→ **Provided passage**:
-------

Official Fergal O'Brien Website
My First Visit To The Crucible
In order to qualify for the Crucible for the
first time in 1994
I had to win five best of nineteen matches in Blackpool in January of that year.
Even before I traveled to Blackpool I felt very good having spent some time in Ilford, Essex
and even had a practice session against Steve Davis in the famous Matchroom Club in Romford.
Though he beat me 9 - 3 that day I learned a lot and went to the qualifiers with a great attitude.
I beat Anthony Bolsover 10 - 2,
Peter Daubney 10 - 4,
Tony Chappell 10 - 5,
Mark O'Sullivan 10 - 9 (on the pink)
and in the final qualifier Mick Price 10 - 4.
Having played all those matches I was really sharp and against Mick,
who was seeded and therefore coming in cold,
I felt very confident, which helped, given the significance of the match.
To play at the Crucible is the dream of any
snooker player and I was delighted that day in January
but a good day got even better when it was announced that I had received a wild card for the
Benson & Hedges Irish Masters in March.
Now I was not only going to play at the home of snooker
but I was also going to play in front of my home crowd.
In the Irish Masters I beat Willie Thorne
5 - 1 and then,
in probably the best performance of my career,
I beat the then World No. 1 and World Champion, Stephen Hendry, 5 - 2 .
I had back-to-back centuries including a 141
(then the highest break in the Tournaments history)
to lead 4 - 0 and despite Stephen equaling my 141 break,
I had a 60 clearance to the blue to win 5 - 2.
I can still remember, vividly, the great feeling I had that day.
To put in such a great performance in front of my family and friends was pure magic.
In the semi-final I lost 6 - 4 to Alan McManus.
I didn't play badly but Alan's experience and tactical play made the difference in the end.
I went to the Crucible in high spirits after
reaching the semi-finals of the Irish Masters
and it was Alan McManus I had to face on my debut in the Crucible.
I arrived two days before my match to try and soak up the atmosphere.
The day I arrived I went into the arena to watch another first round match .
I was shocked to realize how small and compact the arena was.
I thought I was in the wrong room and that the real Crucible was next door.
The Television cameras have a way of making the arena look much bigger than it is in reality.
The day before my match I had a few frames
with Alex Higgins
who was making a return to the Crucible after a four year absence.
Despite feeling a bit nervous I was also excited before my match.

-------

→ **Problem**: Repeat word for word the stretch of the snooker memoir above that begins at "I beat Anthony" and stops after "Price 10 - 4.".

→ **Collected data**:
-------

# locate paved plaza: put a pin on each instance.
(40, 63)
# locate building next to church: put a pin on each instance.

-------

→ **Result for this task**:
I beat Anthony Bolsover 10 - 2,
Peter Daubney 10 - 4,
Tony Chappell 10 - 5,
Mark O'Sullivan 10 - 9 (on the pink)
and in the final qualifier Mick Price 10 - 4.